Image box annotation records:

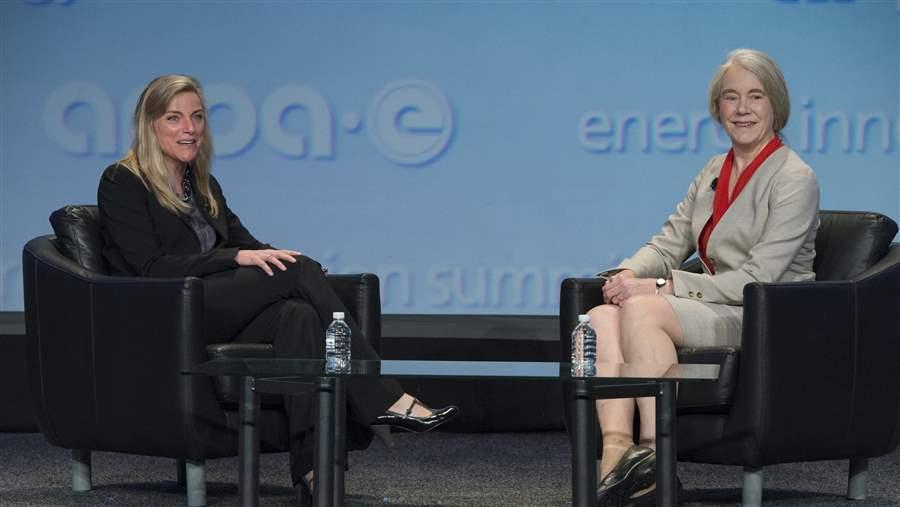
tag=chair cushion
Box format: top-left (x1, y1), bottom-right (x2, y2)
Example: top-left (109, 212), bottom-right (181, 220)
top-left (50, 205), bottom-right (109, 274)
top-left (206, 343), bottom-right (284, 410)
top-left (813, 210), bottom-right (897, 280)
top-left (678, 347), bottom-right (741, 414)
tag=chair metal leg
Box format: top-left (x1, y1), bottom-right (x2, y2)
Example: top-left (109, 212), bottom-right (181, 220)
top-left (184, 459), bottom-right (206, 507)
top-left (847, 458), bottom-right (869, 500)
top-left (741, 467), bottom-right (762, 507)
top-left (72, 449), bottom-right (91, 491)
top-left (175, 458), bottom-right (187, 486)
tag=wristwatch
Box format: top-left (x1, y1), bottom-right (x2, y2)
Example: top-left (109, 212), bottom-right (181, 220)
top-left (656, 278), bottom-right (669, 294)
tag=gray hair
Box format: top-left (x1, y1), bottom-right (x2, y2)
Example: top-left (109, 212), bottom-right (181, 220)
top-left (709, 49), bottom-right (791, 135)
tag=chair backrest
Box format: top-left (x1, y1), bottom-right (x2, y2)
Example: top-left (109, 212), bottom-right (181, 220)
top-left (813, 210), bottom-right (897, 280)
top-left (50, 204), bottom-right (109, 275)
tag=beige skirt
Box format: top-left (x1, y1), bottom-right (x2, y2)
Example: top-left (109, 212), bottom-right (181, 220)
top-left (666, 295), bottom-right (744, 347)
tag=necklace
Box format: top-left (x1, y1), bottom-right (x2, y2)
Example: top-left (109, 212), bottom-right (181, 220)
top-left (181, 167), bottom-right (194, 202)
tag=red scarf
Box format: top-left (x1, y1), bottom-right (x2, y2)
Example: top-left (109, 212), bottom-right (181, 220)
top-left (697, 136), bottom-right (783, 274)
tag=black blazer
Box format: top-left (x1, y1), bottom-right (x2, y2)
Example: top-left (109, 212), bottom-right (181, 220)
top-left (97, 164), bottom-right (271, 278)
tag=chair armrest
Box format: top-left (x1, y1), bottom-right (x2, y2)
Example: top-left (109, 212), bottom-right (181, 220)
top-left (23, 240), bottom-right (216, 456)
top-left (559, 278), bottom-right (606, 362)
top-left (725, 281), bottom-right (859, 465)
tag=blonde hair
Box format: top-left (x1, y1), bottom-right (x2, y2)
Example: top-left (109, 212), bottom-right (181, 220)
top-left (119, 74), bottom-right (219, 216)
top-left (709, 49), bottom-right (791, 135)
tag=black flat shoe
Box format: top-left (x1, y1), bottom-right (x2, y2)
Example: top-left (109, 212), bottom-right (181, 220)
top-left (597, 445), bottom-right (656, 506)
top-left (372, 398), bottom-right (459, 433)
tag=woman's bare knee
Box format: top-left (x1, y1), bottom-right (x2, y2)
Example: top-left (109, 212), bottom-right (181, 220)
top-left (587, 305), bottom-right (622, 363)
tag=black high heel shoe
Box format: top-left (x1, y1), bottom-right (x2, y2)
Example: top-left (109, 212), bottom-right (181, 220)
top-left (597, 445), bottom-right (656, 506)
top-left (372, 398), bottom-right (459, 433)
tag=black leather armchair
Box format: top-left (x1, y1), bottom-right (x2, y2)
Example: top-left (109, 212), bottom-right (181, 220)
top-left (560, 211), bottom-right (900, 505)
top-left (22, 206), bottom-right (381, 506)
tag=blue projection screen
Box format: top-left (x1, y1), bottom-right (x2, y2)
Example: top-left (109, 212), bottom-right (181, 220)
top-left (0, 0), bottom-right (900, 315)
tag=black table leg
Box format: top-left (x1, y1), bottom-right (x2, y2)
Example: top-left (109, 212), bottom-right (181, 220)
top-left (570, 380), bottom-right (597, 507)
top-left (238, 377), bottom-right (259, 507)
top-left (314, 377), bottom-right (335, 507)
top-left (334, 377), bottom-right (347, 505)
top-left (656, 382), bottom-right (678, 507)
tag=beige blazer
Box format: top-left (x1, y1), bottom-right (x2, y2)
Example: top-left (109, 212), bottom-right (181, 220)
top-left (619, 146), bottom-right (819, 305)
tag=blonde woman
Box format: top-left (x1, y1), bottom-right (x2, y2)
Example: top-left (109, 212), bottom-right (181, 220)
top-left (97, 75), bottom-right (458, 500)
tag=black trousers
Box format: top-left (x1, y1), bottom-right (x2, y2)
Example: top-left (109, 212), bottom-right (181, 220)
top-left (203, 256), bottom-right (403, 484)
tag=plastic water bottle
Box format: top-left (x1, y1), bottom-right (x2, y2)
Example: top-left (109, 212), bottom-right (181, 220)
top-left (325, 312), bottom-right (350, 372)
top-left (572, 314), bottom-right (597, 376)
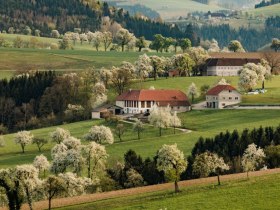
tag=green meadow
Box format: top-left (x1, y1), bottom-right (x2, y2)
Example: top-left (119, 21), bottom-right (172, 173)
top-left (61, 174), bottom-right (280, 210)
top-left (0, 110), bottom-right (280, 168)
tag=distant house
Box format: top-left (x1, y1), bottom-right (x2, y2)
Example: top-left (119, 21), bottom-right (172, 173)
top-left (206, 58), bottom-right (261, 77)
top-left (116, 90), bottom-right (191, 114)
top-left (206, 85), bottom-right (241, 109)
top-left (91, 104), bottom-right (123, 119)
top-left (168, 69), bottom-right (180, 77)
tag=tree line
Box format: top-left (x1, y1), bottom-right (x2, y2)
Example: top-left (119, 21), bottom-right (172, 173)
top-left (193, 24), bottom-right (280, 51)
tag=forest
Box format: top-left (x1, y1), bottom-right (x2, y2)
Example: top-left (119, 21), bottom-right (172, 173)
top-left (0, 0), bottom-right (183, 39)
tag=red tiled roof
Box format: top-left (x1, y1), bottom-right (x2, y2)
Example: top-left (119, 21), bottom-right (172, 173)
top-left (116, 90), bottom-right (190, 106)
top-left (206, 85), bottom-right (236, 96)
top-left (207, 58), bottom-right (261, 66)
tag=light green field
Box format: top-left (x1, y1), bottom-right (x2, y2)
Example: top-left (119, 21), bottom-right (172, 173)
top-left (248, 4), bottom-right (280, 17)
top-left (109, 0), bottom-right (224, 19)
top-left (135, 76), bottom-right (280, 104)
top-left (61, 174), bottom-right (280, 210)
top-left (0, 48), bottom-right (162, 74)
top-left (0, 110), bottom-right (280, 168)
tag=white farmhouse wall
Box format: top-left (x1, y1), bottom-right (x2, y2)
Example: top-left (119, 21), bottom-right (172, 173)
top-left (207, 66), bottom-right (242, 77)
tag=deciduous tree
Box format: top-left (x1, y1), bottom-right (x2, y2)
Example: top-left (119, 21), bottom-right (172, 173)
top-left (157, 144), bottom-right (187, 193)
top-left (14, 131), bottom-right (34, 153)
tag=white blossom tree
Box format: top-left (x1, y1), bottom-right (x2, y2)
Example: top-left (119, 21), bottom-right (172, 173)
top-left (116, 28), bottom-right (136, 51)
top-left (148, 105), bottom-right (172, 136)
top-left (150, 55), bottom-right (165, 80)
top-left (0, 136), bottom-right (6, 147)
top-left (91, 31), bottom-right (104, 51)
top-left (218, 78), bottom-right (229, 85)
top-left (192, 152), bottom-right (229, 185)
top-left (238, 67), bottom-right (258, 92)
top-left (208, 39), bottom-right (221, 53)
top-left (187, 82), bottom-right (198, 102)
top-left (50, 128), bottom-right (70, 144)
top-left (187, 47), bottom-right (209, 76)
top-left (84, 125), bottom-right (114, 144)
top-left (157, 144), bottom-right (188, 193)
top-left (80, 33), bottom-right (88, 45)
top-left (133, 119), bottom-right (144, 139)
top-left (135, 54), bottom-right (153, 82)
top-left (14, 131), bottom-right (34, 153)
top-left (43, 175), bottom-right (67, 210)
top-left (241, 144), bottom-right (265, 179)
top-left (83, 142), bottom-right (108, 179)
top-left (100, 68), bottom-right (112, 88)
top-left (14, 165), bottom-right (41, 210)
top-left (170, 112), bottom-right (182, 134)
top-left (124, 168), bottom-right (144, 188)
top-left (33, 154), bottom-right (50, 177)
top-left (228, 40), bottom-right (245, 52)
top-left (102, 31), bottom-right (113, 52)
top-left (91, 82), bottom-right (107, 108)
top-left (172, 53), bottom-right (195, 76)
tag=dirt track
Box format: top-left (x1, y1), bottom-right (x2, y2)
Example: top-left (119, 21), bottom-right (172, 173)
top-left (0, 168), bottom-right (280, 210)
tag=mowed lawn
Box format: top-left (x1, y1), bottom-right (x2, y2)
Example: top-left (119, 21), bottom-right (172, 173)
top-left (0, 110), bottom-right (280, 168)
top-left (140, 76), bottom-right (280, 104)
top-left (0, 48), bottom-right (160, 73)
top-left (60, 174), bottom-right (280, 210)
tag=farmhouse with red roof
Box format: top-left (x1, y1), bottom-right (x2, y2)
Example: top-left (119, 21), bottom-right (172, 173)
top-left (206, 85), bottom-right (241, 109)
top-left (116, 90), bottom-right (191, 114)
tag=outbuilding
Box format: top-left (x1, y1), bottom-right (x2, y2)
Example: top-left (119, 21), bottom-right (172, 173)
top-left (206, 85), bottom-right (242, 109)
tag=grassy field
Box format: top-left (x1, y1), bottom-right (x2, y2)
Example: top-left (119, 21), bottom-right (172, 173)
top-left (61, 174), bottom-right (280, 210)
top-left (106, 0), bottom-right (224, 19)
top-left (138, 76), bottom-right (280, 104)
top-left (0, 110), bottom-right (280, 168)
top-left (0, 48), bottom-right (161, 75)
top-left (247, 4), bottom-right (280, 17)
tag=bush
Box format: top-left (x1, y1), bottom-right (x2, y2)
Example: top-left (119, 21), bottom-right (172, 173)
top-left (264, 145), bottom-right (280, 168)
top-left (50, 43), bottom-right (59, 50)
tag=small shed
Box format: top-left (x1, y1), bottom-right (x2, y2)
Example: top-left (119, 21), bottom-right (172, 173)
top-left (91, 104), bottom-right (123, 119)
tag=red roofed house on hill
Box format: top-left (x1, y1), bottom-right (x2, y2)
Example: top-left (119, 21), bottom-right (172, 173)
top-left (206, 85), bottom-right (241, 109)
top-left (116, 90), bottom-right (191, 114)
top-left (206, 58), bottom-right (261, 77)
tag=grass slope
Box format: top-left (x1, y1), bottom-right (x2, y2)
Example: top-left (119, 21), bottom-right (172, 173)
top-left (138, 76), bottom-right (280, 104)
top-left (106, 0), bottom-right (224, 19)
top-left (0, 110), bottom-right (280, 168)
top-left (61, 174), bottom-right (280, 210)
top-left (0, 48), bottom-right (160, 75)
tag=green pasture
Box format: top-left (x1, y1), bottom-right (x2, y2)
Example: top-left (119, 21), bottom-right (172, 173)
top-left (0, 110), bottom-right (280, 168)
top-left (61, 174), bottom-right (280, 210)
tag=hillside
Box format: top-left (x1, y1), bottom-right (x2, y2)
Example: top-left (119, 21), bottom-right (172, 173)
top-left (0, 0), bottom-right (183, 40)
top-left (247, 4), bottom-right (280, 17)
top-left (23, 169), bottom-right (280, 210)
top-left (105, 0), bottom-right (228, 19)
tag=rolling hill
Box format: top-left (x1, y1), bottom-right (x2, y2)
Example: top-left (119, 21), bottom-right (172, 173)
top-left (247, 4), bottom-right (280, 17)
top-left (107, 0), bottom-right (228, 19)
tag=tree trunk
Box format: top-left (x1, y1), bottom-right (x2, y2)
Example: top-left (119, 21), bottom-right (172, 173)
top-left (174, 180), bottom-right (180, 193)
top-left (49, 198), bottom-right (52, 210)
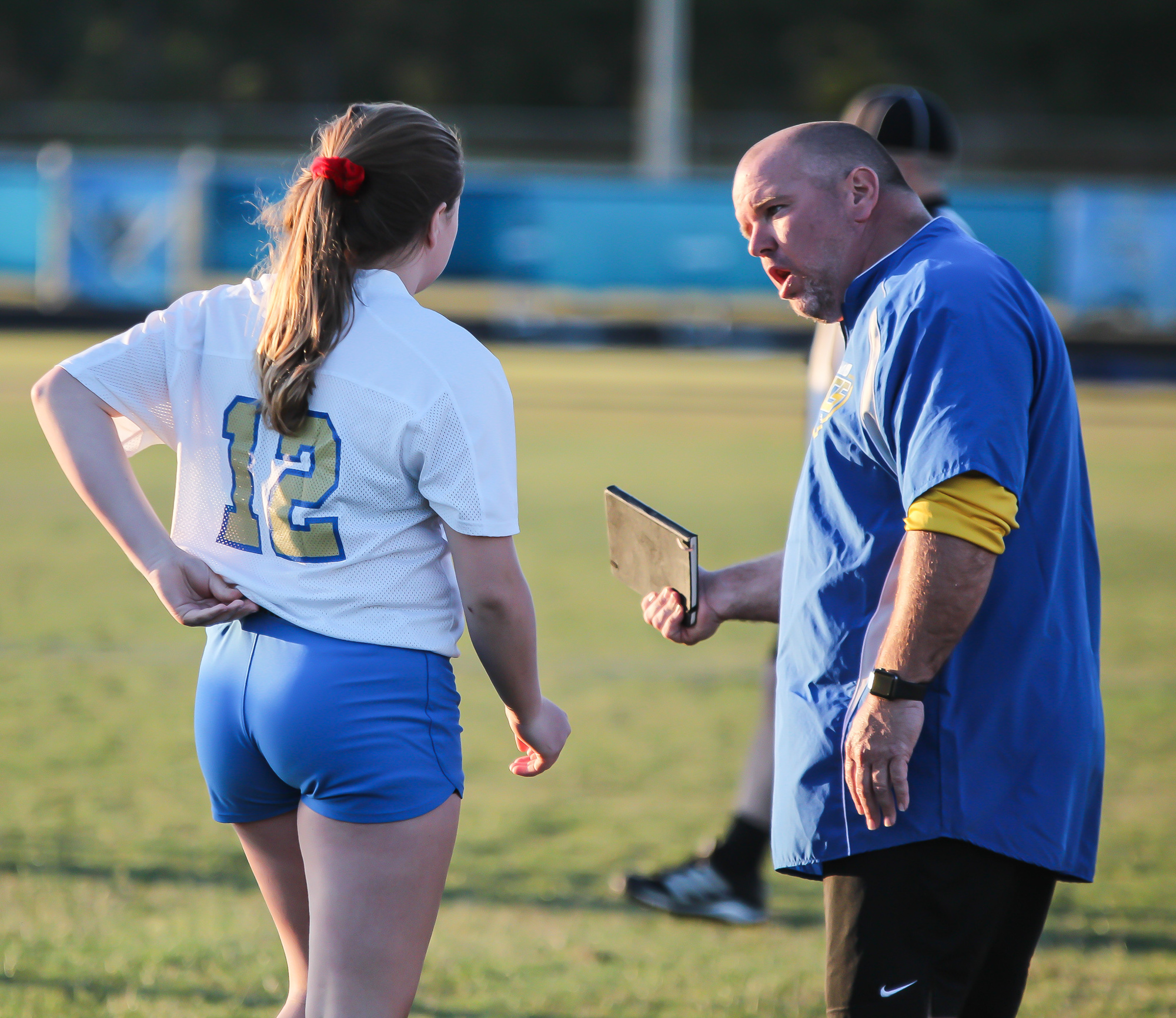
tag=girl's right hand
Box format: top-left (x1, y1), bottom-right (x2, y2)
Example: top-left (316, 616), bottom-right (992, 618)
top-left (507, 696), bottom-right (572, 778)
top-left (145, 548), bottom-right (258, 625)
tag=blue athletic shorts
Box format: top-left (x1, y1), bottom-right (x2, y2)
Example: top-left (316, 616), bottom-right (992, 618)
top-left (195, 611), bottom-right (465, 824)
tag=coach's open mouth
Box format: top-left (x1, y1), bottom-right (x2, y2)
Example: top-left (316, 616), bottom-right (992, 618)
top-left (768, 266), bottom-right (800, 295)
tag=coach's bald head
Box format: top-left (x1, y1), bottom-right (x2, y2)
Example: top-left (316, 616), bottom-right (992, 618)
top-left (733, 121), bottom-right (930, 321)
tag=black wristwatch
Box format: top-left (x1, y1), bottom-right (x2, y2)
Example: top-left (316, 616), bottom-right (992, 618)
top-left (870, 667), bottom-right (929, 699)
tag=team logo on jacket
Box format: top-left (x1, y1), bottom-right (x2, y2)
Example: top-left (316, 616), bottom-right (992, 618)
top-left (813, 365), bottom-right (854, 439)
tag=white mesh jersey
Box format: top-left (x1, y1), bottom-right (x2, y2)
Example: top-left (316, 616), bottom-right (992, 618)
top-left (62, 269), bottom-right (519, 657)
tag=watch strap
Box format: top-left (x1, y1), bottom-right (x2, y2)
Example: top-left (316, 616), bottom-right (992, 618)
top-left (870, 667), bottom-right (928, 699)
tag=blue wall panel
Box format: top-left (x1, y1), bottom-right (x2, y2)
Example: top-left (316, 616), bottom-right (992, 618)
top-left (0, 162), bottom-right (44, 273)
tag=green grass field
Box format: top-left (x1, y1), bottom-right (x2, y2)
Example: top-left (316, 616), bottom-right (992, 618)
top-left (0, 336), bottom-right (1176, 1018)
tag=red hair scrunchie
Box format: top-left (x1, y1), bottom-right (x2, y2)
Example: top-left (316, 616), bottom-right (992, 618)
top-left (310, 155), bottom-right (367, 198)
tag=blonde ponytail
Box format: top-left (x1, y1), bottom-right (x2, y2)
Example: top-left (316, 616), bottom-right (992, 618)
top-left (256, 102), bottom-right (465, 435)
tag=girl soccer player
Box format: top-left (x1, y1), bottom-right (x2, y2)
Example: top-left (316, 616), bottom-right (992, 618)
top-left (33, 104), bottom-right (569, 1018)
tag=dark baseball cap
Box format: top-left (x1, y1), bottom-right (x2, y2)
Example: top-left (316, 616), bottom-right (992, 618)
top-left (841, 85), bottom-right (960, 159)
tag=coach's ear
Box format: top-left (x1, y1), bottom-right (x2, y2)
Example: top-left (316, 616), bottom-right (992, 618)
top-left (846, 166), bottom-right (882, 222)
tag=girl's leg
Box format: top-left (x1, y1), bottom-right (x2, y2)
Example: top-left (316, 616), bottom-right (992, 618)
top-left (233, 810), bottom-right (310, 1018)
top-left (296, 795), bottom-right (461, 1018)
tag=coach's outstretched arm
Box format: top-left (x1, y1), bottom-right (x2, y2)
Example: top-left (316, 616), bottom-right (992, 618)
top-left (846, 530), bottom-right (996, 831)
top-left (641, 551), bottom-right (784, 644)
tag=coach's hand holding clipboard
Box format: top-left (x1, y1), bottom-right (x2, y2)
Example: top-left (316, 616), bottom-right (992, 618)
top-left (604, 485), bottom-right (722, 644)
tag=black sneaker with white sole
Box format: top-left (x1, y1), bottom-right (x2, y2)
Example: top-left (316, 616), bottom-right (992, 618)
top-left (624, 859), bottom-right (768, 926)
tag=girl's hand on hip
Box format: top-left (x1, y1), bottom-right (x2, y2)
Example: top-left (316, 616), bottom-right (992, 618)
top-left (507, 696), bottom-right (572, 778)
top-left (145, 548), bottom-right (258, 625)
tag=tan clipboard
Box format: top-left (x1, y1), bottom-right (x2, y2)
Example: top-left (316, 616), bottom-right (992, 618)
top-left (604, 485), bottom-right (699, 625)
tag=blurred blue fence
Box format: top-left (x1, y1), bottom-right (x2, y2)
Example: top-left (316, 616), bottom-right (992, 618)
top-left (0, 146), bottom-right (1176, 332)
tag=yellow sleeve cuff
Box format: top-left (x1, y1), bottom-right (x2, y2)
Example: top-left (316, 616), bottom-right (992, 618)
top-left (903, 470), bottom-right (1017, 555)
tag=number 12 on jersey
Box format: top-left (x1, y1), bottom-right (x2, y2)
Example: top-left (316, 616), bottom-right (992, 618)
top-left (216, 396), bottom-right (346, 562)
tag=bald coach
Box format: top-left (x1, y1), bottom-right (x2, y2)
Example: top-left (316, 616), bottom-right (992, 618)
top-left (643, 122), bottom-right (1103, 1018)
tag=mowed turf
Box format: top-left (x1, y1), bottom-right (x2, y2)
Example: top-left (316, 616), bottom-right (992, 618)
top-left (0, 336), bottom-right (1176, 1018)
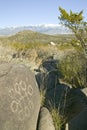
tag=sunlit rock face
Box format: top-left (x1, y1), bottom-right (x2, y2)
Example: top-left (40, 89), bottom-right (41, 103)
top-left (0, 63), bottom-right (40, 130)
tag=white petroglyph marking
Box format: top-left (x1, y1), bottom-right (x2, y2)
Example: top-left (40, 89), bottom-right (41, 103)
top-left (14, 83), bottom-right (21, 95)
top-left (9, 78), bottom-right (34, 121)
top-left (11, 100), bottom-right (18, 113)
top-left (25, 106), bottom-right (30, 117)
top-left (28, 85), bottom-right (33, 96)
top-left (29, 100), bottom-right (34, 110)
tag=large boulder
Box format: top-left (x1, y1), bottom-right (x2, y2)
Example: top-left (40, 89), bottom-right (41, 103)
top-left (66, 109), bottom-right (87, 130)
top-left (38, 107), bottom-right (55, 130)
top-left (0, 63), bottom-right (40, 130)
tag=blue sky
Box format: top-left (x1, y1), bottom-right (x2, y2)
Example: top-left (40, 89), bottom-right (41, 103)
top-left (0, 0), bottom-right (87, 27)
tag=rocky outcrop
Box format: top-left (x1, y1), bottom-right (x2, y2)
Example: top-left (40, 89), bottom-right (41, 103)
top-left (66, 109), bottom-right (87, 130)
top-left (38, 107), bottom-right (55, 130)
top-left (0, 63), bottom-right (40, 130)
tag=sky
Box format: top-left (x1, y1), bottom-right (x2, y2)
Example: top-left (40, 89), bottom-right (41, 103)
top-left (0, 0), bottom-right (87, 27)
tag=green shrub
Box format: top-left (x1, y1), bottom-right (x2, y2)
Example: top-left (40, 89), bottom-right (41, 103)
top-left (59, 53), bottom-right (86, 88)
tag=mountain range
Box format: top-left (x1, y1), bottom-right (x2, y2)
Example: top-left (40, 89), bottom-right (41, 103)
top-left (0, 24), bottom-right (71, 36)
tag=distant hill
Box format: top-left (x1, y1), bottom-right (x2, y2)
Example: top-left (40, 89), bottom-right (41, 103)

▶ [STATED TASK] Edit the rows from the line with "tag=green shrub" through the end of the rows, changing "mountain range" to "mountain ridge" and leaving everything else as it stands. Give back only those lines.

▶ [COMPLETE ANSWER]
tag=green shrub
Box format: top-left (x1, y1), bottom-right (x2, y2)
Example: top-left (40, 89), bottom-right (41, 103)
top-left (59, 53), bottom-right (86, 88)
tag=mountain ridge
Box format: top-left (x1, y1), bottom-right (x2, y2)
Example: top-left (40, 89), bottom-right (41, 103)
top-left (0, 24), bottom-right (71, 36)
tag=distant hill
Box format: top-left (x1, y1), bottom-right (x2, y2)
Example: top-left (40, 89), bottom-right (41, 103)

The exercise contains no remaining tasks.